─── DATA ───
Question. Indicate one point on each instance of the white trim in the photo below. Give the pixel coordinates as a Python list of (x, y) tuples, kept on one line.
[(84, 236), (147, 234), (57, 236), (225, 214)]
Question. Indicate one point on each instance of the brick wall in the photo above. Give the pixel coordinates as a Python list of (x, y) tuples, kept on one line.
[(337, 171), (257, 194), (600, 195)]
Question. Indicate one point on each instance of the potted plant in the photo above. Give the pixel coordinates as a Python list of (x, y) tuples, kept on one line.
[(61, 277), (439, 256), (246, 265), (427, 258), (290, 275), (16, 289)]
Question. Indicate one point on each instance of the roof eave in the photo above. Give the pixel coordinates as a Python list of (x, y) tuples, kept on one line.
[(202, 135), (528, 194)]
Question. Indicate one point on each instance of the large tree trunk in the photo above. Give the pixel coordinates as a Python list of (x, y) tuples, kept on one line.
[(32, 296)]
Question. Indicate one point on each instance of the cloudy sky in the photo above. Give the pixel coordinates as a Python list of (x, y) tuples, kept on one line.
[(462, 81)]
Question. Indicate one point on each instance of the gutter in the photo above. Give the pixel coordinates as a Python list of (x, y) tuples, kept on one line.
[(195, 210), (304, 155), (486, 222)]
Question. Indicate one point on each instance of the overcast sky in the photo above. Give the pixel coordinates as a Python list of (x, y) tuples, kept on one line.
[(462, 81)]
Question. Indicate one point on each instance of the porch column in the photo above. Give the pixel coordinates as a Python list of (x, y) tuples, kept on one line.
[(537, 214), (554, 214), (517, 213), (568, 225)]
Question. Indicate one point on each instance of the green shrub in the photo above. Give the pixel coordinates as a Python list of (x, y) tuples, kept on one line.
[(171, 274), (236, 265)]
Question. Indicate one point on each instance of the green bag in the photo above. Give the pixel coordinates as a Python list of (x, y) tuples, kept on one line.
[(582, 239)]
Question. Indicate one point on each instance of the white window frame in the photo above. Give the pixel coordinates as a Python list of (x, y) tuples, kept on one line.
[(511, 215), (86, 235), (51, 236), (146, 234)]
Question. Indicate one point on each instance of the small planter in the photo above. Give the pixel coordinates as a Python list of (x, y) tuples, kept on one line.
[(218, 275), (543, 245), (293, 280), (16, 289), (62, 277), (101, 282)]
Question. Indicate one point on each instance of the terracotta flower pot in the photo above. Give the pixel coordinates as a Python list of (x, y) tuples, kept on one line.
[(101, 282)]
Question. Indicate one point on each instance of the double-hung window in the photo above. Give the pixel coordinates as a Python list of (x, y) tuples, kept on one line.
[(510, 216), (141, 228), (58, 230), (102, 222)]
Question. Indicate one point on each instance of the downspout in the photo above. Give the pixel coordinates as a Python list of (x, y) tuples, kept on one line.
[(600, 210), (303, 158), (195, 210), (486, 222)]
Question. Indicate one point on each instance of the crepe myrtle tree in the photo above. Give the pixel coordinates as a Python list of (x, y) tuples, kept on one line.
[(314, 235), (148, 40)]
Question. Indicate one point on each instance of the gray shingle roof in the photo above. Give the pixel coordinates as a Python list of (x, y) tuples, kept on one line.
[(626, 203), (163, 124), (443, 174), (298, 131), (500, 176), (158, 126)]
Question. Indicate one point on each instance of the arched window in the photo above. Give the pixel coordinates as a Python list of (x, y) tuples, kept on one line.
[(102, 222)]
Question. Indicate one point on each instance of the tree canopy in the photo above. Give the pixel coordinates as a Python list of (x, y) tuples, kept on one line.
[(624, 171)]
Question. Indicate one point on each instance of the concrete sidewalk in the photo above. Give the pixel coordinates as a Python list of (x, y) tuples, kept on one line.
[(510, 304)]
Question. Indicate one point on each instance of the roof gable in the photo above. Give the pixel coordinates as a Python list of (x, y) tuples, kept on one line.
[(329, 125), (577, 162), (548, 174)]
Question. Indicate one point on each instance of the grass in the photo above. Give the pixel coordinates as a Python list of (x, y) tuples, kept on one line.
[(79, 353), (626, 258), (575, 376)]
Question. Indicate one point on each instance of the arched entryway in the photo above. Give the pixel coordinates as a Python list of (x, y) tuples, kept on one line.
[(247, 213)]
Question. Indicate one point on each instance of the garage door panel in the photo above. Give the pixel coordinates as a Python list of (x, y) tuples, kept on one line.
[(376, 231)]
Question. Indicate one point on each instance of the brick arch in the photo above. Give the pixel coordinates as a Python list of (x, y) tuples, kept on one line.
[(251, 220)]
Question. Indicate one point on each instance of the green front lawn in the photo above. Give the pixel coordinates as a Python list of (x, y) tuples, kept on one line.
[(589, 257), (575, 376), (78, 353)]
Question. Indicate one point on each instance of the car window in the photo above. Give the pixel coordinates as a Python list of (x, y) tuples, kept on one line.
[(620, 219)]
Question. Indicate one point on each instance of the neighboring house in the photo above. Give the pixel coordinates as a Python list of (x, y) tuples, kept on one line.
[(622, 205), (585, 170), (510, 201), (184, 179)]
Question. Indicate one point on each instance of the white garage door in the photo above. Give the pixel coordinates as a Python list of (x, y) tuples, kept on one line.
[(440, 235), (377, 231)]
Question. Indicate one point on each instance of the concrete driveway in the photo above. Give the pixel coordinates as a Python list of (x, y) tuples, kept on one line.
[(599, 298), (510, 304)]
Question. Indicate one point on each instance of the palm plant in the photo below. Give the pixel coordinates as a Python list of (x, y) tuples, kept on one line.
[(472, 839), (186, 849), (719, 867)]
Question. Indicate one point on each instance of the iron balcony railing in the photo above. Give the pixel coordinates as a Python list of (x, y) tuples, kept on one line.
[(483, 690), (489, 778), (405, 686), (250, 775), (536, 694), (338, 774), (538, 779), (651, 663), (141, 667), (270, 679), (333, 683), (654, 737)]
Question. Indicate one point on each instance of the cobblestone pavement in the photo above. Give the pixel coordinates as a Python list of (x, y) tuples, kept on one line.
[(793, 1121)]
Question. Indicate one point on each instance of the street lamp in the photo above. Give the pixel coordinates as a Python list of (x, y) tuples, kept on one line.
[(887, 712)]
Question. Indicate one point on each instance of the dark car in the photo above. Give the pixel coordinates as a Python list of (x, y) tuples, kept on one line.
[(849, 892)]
───
● DESCRIPTION OF THE TASK
All of the data above should be written out again word for word.

● THE ANSWER
Question. Indicate one point on each instance of the white trim in the photo below. Give the pixel coordinates as a Python list of (x, y) tuples, kept on one line.
[(84, 236), (147, 234), (57, 236), (225, 214)]
Question. Indicate one point on each instance of the brick wall in the photo above. Give the pixel coordinates as a Python list of (x, y) tuples, kept on one line.
[(337, 171), (257, 194), (600, 195)]
Question. Indicate one point on each instance of the potted plant in the photo above. Give the pixel coordinates as a Python list of (x, y) tuples, kept on one line.
[(61, 277), (439, 256), (246, 265), (427, 258), (290, 275), (16, 289)]
Question. Indicate one point on each instance of the roof eave in the photo above. Give the pixel coordinates as a Python list of (x, y) tuples, kept on one line.
[(202, 135), (528, 194)]
Question. Indicate one point on each instance of the large tree trunk in the photo above. Give the pixel coordinates as a Python list of (x, y) tuples, kept on one line.
[(32, 296)]
Question. Indicate one point on each instance of the cloudy sky in the photo above. Give the pixel coordinates as a Python list of (x, y) tuples, kept on one line.
[(462, 81)]
Question. Indicate one point on each instance of the gutter in the photo above. Give the pixel coordinates as a Python list of (x, y) tuples, kept on one line.
[(195, 210), (304, 155), (486, 222)]
Question. Indicate one point on each instance of the overcast sky in the photo above. Give the pixel coordinates as a Python list of (x, y) tuples, kept on one line.
[(462, 81)]
Question. Indicate one point on each instance of the porch column in the photo above. Give the pixel coordinates as a Python list of (x, y) tuples, kept on one line.
[(537, 214), (554, 214), (517, 213), (568, 225)]
Question. Indicate one point on each instance of the green shrub in the photo above. Give the pixel coordinates as a Python list of (x, y) tuples, kept on one line.
[(171, 274), (236, 265)]
Question. Indicate one point on each instance of the green bag in the photo above. Give the pixel coordinates as a Python list of (x, y) tuples, kept on one line.
[(582, 239)]
Question. Indicate one point on each instance of the white window frame in the photo above. Give the pixel coordinates as a Python list of (x, y) tuples, kept on one line.
[(511, 215), (86, 235), (51, 236), (146, 234)]
Question. Indicate one point on each instance of the small planter in the photo above. Give the pixel coordinates as a Python list of (x, y) tuples, kept on one line.
[(218, 275), (543, 245), (293, 280), (16, 289), (62, 277), (101, 282)]
Question. Indicate one point on each instance of the terracotta flower pot in the photo above. Give the pixel coordinates as a Python list of (x, y) tuples, kept on one line.
[(101, 282)]
Question. Indicate one point on each instance of the double-hung window in the photo above. Give the pixel coordinates as a Python list of (x, y) tuples, kept on one line.
[(510, 216), (141, 228), (58, 230), (102, 222)]
Question. Indicate one point on each instance of the downspout in the photo above. Give the pixel coordinates as a Python list of (x, y) tuples, kept on one line.
[(600, 210), (303, 158), (195, 210), (486, 222)]
Question. Indicate one point on each instance of the crepe myrtle tree in the photo above. Give the pixel coordinates as a Python list of (x, y) tuples, kept on one line.
[(314, 235), (148, 40)]
Question. Indicate one point on each instance of the gray shingle roof in the photo above. Give the pixel coordinates as a Python list of (x, y) tuples, kept on one line.
[(626, 203), (163, 124), (443, 174), (298, 131), (500, 176), (158, 126)]
Question. Indicate one point on each instance of the arched window in the photo above. Give the pixel coordinates as a Python list of (x, y) tuples, kept on one line.
[(102, 222)]
Question. Indicate one point on each instance of the tree canopy in the photo above. Give the pixel coordinates as a Python list of (x, y) tuples, kept on one line.
[(624, 171)]
Question. Indicate one point on each instance of the concrete sidewalk in the photo above. Give the pixel coordinates as a Python list of (x, y) tuples, kept on one line.
[(510, 304)]
Question. Indicate one point on each instance of the roof gable in the photo above. Give the pixel coordinates as a Python list of (x, y) tuples, kept on one line.
[(329, 125), (577, 162), (548, 174)]
Question. Indicate one point on each instance of the grass in the photo above. Give the pixel coordinates as a Python list of (x, y) tuples, kept on one line.
[(79, 353), (626, 258), (575, 376)]
Question. Indicate one point on each instance of the arched entryway in the photo above. Give the pixel coordinates as a Python list of (x, y) tuples, kept on one line.
[(247, 213)]
Question. Indicate one point on each instance of the garage door panel in the photo above. Give the pixel coordinates as a Python list of (x, y) tuples, kept on one line.
[(376, 231)]
Question. Indicate one point on each instance of the brick arch in the photo above. Give the pixel coordinates as a Python list of (x, y) tuples, kept on one line.
[(251, 220)]
Question. Indicate one point on each instance of the green front lawn in the photo above. Give the pixel coordinates as a Python list of (x, y) tuples, kept on one line.
[(589, 257), (575, 376), (78, 353)]
Question. Indicate one point on each instance of the car window in the photo above. Give the pixel coordinates as a Python list of (x, y) tuples, kept on one line.
[(620, 219)]
Question. Indicate one point on each instance of the neighboring house in the photo above. Give the pixel coordinates as a Python list of (x, y) tuples, kept on one line.
[(622, 205), (585, 170), (510, 201), (184, 179)]
Question. Indicate one point on each instance of the white garage door in the photo above. Give the pixel coordinates as a Python list of (x, y) tuples, kept on one line.
[(440, 235), (377, 231)]
Question. Indicate one point on each instance of the concrete driveway in the photo above. Give the pixel coordinates as a Python list of (x, y) tuples, kept on one line.
[(599, 298), (510, 304)]
Question. Indicate one point on each instance of the palm plant in the photo below. Give the pixel coordinates as a Python list of (x, y) tuples, kept on one line.
[(472, 839), (186, 849), (719, 867)]
Question. Indicate one point on each instance of the iron balcony railing in the photo above. Give the pixel coordinates as a Python list of (x, y) tuples, kept on one line.
[(483, 690), (489, 778), (405, 686), (250, 775), (536, 694), (338, 774), (538, 779), (651, 663), (141, 667), (270, 679), (333, 683), (654, 737)]
Question. Indicate one point on each instance of the cobblestone pavement in the photo above. Give the pixel coordinates as a Python list of (x, y) tuples, kept on one line.
[(793, 1121)]
Question. Indicate one point on each instance of the street lamp in the photo above. Give the pixel coordinates as a Python list of (x, y) tuples, kept on one line.
[(887, 712)]
Question. Indicate one point on each instance of the dark car in the photo above. Give the pixel coordinates as a Python list of (x, y) tuples, kept on one line.
[(849, 892)]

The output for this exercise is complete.